- _PROBLEM REQUIREMENTS_: Could you print each line of the material below exactly?

***

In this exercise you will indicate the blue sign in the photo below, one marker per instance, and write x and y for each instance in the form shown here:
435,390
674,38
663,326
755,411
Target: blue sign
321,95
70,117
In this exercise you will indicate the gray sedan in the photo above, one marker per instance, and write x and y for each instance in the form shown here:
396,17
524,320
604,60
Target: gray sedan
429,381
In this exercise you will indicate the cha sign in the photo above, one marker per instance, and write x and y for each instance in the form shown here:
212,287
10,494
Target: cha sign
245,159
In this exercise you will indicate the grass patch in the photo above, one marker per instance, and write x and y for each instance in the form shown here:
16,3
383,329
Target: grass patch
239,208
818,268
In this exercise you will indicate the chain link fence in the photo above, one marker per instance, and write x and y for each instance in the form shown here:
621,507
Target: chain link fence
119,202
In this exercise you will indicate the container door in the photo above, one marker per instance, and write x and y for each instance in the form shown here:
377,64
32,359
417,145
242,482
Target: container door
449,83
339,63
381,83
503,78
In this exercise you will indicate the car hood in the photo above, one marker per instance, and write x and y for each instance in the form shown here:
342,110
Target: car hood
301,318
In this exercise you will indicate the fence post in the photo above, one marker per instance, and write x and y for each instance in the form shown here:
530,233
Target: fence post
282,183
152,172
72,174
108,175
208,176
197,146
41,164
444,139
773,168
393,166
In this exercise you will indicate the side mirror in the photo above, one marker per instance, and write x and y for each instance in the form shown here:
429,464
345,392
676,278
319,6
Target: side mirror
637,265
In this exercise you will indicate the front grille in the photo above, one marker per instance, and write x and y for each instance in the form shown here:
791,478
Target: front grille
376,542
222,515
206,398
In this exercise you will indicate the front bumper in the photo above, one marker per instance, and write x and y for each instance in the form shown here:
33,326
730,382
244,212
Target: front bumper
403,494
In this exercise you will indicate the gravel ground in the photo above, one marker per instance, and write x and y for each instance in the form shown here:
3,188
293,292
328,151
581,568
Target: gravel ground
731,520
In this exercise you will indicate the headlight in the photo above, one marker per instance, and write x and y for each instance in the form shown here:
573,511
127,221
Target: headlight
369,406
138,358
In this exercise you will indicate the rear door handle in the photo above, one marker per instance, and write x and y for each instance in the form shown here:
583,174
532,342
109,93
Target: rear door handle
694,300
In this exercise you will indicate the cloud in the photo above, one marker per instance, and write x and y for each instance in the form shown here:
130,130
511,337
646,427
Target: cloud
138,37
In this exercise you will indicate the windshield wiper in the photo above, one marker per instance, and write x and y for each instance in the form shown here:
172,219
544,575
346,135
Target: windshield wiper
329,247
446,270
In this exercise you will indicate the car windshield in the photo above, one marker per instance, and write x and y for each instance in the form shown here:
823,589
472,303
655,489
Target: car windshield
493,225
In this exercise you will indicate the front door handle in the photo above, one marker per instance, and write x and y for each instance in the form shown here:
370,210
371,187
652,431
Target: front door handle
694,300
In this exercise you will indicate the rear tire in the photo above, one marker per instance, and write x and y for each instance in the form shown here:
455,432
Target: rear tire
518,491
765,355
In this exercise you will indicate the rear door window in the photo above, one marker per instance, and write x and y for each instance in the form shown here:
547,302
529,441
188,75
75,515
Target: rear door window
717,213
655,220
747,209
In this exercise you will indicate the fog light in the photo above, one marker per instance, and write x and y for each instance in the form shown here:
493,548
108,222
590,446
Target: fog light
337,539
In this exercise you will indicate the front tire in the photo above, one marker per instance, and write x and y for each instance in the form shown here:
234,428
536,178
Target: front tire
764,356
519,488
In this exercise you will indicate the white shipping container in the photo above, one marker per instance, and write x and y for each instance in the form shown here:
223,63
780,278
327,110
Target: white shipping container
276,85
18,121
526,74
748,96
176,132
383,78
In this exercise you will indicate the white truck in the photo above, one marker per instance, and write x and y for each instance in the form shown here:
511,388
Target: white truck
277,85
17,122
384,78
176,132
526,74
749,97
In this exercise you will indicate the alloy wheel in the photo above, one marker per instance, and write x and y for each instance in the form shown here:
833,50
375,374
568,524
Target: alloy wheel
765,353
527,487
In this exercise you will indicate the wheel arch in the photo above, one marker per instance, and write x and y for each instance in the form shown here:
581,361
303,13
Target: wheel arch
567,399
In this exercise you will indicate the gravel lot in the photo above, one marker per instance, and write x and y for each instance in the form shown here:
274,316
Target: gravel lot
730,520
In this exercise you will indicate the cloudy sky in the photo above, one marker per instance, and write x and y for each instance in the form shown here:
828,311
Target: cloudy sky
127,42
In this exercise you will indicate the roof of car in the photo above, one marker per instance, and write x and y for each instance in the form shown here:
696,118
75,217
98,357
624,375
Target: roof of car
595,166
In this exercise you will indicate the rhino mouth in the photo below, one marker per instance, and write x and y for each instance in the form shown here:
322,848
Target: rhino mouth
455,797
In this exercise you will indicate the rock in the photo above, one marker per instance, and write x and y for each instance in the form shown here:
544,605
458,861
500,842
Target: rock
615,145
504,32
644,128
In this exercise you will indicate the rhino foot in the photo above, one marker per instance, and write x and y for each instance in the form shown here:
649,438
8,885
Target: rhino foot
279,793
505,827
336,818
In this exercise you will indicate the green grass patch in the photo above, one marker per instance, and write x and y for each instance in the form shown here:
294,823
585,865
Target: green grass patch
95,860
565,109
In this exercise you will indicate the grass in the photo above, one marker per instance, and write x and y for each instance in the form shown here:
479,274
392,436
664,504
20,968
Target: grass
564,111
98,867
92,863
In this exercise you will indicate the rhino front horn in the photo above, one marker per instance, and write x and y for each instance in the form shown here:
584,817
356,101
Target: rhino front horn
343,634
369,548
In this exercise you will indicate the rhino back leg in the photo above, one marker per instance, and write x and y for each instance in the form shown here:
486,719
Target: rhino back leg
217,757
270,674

***

- _ANSWER FOR THE TASK_:
In this exercise you will indicate the blue sign in the photo below, one marker per instance, and write x and y for each instance in the form shown here:
435,390
674,38
663,326
755,411
Target: blue sign
321,95
70,117
In this exercise you will indicate the gray sedan in the photo above, one marker per instance, and write x and y for each instance in the form shown here:
396,17
524,320
604,60
Target: gray sedan
429,381
In this exercise you will indicate the cha sign in the photo above, one marker per instance, and write x and y for each instance in the form shown here:
212,287
10,494
Target: cha sign
245,159
In this exercise you will indicate the grass patch in the photo above, one marker per instance, and write x and y for each instance in the form shown here:
16,3
383,329
Target: grass patch
239,208
818,268
In this exercise you will indicate the chain link fence in the photo above, one marker per instance, and write x and y for each instance in the form shown here:
621,507
Target: chain link fence
119,202
In this exercise you will indicate the container door in the photo above, one marker per instance, and write x and y for each instance in the form shown here:
377,64
32,359
417,145
242,482
Target: container door
449,83
339,63
381,83
503,78
In this exercise you will indicate the car hood in the photo above, one marker per instance, and write x and y for each instance in the form shown here:
342,110
Target: car hood
301,318
In this exercise you will indicate the fence post in the photo above, one marker per instance, and write x and y for each instance in the form shown here:
530,233
Target: fence post
282,183
152,172
72,174
108,175
208,176
197,146
41,164
444,139
773,168
393,166
In this exercise you will indicate the side mirror in the photo above, one marker per instance, and write x and y for each instance in the form shown here:
429,464
345,392
676,278
319,6
Target: side mirror
637,265
In this exercise you will indicate the front grille in the photo above, one marker per instance, and write x and y for each instance in the form shown here:
791,478
Target: front grille
376,542
222,515
206,398
In this exercise you will indicate the front bumper in the photo above, one marker per instance, and write x and y for each instance in the form shown here:
33,326
730,382
244,212
Target: front bumper
403,494
In this exercise you will indicate the gravel ground in the photo above, one marker per instance, and write x and y for each instance in the form shown here:
3,188
293,292
328,151
581,568
Target: gravel ground
731,520
In this exercise you will indicate the headlight in the photo above, one marker per instance, and write x and y for each instance in the form shown here:
573,511
127,221
Target: headlight
369,406
138,358
In this exercise you will indicate the rear door handle in the photo above, one marker per instance, and write x and y for each instance in the form shown here:
583,174
532,342
109,93
Target: rear door handle
694,300
In this exercise you will indicate the cloud in the photo above, one marker per instance, and write x and y for each instance in the form shown here:
130,130
511,337
646,427
Target: cloud
138,37
In this exercise you will indicate the windshield wiper in the photo above, one marker per instance, and write x and y for each instance in the form shown here:
172,219
544,575
346,135
Target: windshield wiper
329,247
446,270
In this exercise you will indicate the car windshield in the photo above, one marker per instance, and write x and y for each instance in the form shown here:
823,589
472,303
655,489
Target: car windshield
493,225
In this exercise you will indicate the front door handle in the photo above, one marker per instance, and write x and y for each instance in the form shown here:
370,210
371,187
652,431
Target: front door handle
694,300
In this exercise you will indicate the rear tire in the photo above, one marker per instance, and write x and y for each instance in the form shown here:
455,432
Target: rear tire
518,491
765,355
In this exercise you will indicate the rear door window in the photo above, one marker per instance, and write x and y for each instance in the form shown here:
547,302
529,441
188,75
75,515
Target: rear door window
717,213
655,220
747,209
In this exercise you will indicate the fog light in the photo above, one marker per instance, and write x and y for each instance in the form shown here:
493,548
108,222
590,446
Target: fog light
337,539
In this exercise you will indicate the front tire in the photo above, one marker per instance, and write x and y for each instance in the form shown here:
234,428
536,178
Target: front tire
764,356
519,488
In this exercise you will indicate the white shipping container in the photo above, one marker per instance, and write x and y for each instance in the form shown here:
223,63
780,278
327,110
Target: white shipping container
276,85
18,121
526,74
748,96
176,132
383,78
In this exercise you will indicate the white truck in the photo above, one marker per instance, and write x and y for each instance in the form shown here:
511,388
Target: white truck
277,85
17,122
384,78
176,132
526,74
749,97
In this exercise you will indicate the alloy wheel in the photo above, one marker per instance, and write x and y for each instance in the form shown here:
833,50
375,374
568,524
Target: alloy wheel
765,353
527,487
In this exercise you will indicate the wheel arch in the photo above, one marker per instance, and write x and y for each instance in the form shown here:
581,361
303,13
Target: wheel arch
567,399
In this exercise you will indicate the gravel lot in the photo above, one marker per instance, and write x and y for each instance in the form shown here:
274,316
Target: gravel lot
730,520
In this exercise you will indicate the cloudy sky in the photo above, one marker per instance, and write x and y for each instance in the form shown here:
828,311
Target: cloudy sky
127,42
In this exercise you will indicate the roof of car in the photo above, one marker per instance, and write x and y for each instance in the form shown here:
696,118
75,217
98,357
624,375
Target: roof of car
595,166
In this exercise you will indicate the rhino mouth in the photo below, one marker per instance, and write x and y for each instance in the form shown here:
322,848
Target: rhino mouth
455,797
In this exercise you will indicate the rock in the photo above, one marker per instance, and write x and y for each instance in the form shown here:
544,605
458,861
500,842
Target: rock
615,145
504,32
644,128
In this exercise you will indicate the rhino foot in the photo above, one marker per instance, and write x and y for each instance in the form shown here:
649,438
8,885
Target: rhino foot
279,793
505,827
336,818
In this exercise you will indicate the green grass patch in the photo above, one marker per instance, and write x and y for each instance in the form shown here:
294,823
585,865
Target: green grass patch
95,860
565,109
In this exercise you will indicate the grass in the photo above, one marker per instance, and write x and y for each instance in the form shown here:
479,274
392,436
664,504
20,968
Target: grass
564,111
98,867
92,863
In this exercise you will indicate the rhino front horn in the photo above, one marker per instance, and write x and y for each instance in the form shown here:
584,817
356,101
Target: rhino front horn
343,634
369,548
In this exercise you will indicate the rhino back leg in the photo above, one marker per instance, and write x and y for each instance in the form shown here:
486,719
Target: rhino back leg
217,757
270,674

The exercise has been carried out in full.